▶ [WHAT TO WORK ON]
1) Name each specific language that the passage on Babel mentions.
2) Carry on the passage on Babel, picking up right after its final sentence.

R.F. Kuang, a Marshall Scholar, studied at both Cambridge and Oxford during her scholarship. An author’s note at the beginning of the book covers what was drawn from real facts about Oxford and its historical setting, and what has been changed or embellished for fictional purposes. From the setting to the subtitle to the myriad footnotes, Babel bears the stamp of an author intimately familiar with the ivory tower. Kuang explores dark academia through the lens of anti-colonialism and the appropriation of non-English languages to feed the exploitative magic of the British Empire.

The magic system in Babel rests on a silver-powered industrial revolution where spells are cast on rare metal by the impossibility of a perfect translation. The friction between an English or Latin or French word and its Chinese or Arabic or Sanskrit counterpart manifests a magical effect when it is embossed on silver and the incantation spoken by someone who is fluent in both languages and can hold that dichotomy in their mind. But language is alive and power shifts; as the European languages share increasing numbers of loanwords, the magical power of translation between them begins to lose its effectiveness. To maintain their power, the government and the academy look to the East, recruiting scholars born to tongues that are uncommon in England. Robin and his unusual cohort of classmates find themselves caught in the crux of this quest for new sources of power.

[Recorded data]

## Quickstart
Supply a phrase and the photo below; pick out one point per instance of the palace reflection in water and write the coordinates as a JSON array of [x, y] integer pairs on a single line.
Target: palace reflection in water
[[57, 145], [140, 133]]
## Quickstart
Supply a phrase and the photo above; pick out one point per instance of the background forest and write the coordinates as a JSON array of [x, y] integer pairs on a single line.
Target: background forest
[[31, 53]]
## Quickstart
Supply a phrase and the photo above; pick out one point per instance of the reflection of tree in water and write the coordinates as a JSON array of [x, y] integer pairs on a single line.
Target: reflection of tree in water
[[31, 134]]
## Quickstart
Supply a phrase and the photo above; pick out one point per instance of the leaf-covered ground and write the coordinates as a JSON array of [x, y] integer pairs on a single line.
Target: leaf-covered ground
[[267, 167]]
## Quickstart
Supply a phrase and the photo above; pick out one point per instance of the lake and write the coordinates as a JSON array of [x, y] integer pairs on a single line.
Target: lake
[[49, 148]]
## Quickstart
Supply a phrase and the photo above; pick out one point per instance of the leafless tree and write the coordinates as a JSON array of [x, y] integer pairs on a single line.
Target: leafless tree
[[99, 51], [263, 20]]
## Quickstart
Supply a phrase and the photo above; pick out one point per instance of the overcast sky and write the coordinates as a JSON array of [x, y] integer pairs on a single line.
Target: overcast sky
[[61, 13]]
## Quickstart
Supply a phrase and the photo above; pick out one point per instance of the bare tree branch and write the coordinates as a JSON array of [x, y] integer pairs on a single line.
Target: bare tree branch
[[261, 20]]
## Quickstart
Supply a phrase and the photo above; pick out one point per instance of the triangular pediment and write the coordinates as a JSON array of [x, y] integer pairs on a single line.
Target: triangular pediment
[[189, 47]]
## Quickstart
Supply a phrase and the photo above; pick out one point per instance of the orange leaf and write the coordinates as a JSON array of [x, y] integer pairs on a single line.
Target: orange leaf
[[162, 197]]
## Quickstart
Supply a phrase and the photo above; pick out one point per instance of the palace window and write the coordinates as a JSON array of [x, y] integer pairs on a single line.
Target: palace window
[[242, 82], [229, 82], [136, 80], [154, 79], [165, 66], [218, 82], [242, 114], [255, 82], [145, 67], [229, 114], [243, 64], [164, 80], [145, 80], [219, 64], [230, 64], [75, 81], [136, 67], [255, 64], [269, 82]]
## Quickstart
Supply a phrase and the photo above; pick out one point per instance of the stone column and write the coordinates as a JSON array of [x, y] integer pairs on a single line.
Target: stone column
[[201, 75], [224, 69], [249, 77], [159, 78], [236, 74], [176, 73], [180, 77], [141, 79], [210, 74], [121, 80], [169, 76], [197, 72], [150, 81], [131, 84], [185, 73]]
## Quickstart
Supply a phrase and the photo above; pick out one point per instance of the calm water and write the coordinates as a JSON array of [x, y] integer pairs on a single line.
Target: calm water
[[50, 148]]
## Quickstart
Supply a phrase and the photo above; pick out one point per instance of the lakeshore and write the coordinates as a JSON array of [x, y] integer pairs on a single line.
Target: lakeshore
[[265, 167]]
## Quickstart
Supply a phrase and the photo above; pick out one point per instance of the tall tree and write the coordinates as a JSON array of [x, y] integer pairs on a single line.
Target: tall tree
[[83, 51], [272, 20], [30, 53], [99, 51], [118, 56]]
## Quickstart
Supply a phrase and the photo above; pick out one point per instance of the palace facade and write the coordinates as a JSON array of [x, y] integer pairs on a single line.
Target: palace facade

▶ [PER-TASK ANSWERS]
1) English, Latin, French, Chinese, Arabic, Sanskrit

2)
Babel is a meditation on loving something—a place, a language, a literature—that cannot love you back. In fact, it may hate you and people like you, but you love it nonetheless. Robin and his cohort must grapple with that love, and with their place at the university because violence lies only slightly beneath the polished surface of Oxford’s seeming gentility. Scratch it, and the overt racism and sexism come bubbling up, and quickly spill over into physical altercations. The first of these occasions happens even before Robin arrives at the university, when his benefactor Professor Lovell beats him brutally for accidentally missing his lessons because he was absorbed in a novel. And then, in his first week at Oxford, Robin meets Griffin, a Babel dropout and member of the elusive Hermes Society. Having concluded that change could not be effected by peaceful means from within the academy, Griffin has vowed to bring down Babel by whatever means necessary, and he wants Robin to help him do it.

Babel bears the subtitle The Necessity of Violence: An Arcane History of the Oxford Translators’ Revolution. This is, then, the story of the radicalization of Robin Swift, who began life in a mansion in Peking, spent his childhood in the alleys of Canton, and found himself in the hallowed halls of Oxford but never quite at home. The story is told predominantly from Robin’s point of view, but each of the other members of his cohort get an interlude at a critical moment. In the end, the traitor is not a surprise, but more of an inevitably, in as much as the reader may wish for it not to be so. The allies, however, are sometimes surprising, adding faint glimmer of hope to this dark historical fantasy.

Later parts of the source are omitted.